(Stored items from a collection)
────────────────
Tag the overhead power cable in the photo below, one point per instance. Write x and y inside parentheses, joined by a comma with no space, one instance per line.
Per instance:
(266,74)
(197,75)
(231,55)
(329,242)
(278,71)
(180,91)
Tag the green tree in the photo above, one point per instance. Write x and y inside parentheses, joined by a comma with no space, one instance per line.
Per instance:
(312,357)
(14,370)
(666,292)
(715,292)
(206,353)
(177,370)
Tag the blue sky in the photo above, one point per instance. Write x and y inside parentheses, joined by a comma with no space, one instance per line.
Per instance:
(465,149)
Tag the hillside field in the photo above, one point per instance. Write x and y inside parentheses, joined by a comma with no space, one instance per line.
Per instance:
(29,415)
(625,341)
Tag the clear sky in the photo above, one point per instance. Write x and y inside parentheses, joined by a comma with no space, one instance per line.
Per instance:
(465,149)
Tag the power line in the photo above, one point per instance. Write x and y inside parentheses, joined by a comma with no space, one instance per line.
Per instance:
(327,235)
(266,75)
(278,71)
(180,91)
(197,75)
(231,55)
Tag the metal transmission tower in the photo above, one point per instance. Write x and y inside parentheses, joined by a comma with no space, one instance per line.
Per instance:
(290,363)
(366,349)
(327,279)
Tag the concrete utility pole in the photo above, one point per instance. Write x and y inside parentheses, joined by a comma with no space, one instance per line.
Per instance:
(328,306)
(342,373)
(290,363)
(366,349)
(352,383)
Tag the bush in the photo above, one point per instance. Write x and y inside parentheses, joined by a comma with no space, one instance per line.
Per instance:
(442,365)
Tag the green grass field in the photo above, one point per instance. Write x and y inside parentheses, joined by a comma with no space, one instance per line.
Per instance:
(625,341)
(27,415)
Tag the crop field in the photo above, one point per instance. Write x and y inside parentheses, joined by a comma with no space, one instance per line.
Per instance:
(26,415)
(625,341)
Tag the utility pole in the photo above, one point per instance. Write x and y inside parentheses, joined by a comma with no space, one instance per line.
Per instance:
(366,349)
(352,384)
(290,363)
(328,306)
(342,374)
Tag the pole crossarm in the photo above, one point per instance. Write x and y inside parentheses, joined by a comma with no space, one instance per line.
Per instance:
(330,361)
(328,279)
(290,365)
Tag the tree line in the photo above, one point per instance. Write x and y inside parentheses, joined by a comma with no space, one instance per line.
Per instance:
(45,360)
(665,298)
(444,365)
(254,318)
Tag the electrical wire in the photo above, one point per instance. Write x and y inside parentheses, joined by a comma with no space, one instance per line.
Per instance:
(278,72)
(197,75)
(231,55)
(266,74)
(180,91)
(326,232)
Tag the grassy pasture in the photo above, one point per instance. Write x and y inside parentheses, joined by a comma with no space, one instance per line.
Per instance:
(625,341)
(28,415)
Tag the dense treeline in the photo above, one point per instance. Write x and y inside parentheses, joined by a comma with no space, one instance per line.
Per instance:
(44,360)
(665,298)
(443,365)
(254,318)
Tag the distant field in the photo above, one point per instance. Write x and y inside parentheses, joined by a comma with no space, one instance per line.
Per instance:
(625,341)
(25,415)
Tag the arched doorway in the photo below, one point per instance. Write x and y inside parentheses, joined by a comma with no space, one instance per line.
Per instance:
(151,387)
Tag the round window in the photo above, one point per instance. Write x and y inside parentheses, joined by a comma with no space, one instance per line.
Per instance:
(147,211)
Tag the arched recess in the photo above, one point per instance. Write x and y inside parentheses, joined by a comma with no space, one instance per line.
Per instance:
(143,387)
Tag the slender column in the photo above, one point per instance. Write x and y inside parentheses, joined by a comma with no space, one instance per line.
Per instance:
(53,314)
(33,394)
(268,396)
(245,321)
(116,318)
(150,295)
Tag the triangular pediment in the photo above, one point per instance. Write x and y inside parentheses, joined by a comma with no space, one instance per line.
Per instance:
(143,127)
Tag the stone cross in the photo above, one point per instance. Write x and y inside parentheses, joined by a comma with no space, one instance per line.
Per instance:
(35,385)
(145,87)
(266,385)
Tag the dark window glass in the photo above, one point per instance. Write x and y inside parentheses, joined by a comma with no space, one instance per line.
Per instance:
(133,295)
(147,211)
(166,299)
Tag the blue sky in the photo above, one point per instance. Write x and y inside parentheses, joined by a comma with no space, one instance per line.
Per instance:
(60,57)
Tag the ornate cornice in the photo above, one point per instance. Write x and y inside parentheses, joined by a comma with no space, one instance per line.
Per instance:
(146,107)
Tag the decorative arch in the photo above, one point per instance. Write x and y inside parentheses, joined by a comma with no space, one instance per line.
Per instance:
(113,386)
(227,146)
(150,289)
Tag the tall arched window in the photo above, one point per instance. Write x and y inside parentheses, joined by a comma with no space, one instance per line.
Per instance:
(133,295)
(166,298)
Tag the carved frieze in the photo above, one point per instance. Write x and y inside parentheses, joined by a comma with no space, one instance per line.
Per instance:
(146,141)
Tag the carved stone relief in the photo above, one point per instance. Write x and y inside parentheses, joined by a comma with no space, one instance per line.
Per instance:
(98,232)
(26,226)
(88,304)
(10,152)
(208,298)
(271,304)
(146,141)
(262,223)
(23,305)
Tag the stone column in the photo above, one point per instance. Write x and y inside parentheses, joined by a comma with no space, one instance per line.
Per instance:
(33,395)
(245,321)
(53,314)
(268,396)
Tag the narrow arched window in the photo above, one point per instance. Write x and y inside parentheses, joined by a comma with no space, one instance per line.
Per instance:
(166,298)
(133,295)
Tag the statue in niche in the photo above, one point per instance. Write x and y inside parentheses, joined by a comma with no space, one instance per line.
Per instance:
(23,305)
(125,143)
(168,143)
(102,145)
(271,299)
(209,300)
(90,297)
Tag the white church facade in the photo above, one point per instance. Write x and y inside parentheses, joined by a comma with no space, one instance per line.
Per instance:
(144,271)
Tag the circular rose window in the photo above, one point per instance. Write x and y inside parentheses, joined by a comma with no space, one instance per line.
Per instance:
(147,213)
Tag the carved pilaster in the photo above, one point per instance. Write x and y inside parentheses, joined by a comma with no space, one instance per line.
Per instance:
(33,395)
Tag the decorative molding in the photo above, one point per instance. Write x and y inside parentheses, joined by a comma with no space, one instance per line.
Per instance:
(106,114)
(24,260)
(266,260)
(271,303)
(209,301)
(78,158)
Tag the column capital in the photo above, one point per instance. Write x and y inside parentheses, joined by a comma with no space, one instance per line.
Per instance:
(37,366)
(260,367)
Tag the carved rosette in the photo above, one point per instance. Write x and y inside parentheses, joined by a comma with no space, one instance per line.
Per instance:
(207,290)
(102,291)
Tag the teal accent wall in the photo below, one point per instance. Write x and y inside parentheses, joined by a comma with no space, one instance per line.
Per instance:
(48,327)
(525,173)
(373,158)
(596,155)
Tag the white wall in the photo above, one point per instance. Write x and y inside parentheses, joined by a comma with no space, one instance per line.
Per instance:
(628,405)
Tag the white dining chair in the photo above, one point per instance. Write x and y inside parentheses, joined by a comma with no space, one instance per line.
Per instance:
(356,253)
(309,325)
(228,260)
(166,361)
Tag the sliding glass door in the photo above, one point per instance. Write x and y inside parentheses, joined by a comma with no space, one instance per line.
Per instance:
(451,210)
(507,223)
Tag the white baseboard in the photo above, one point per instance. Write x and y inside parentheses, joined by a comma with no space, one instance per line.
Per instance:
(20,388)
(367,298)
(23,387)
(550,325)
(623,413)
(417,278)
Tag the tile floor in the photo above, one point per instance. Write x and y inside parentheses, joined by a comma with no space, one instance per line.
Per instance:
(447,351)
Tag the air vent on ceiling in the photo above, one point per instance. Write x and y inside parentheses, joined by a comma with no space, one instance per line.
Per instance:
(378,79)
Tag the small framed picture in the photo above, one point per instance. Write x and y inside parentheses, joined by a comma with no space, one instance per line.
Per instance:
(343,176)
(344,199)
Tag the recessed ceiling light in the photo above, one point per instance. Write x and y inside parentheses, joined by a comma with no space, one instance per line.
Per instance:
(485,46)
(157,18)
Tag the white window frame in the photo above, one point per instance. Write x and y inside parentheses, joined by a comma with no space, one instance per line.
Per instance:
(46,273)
────────────────
BRIEF:
Check each line of the records for the word "carved", and show the lines that contain it.

EXERCISE OUTPUT:
Tag the carved frieze in the photo above, one point per instance. Write x and y inside parentheses, joined by a comma with no space, one instance per line.
Tag the carved stone relief in the photo above, one point per instance. Write x and y inside parentheses, joined by a comma with no space, one instance per line.
Tag the carved pilaster in the photo above, one point per instance. Write x and y inside parentheses, joined by a comma with no space, one instance per line.
Tag the carved rosette in the photo above, one point per instance. Write x and y inside parentheses, joined by a comma with no space, one instance per line.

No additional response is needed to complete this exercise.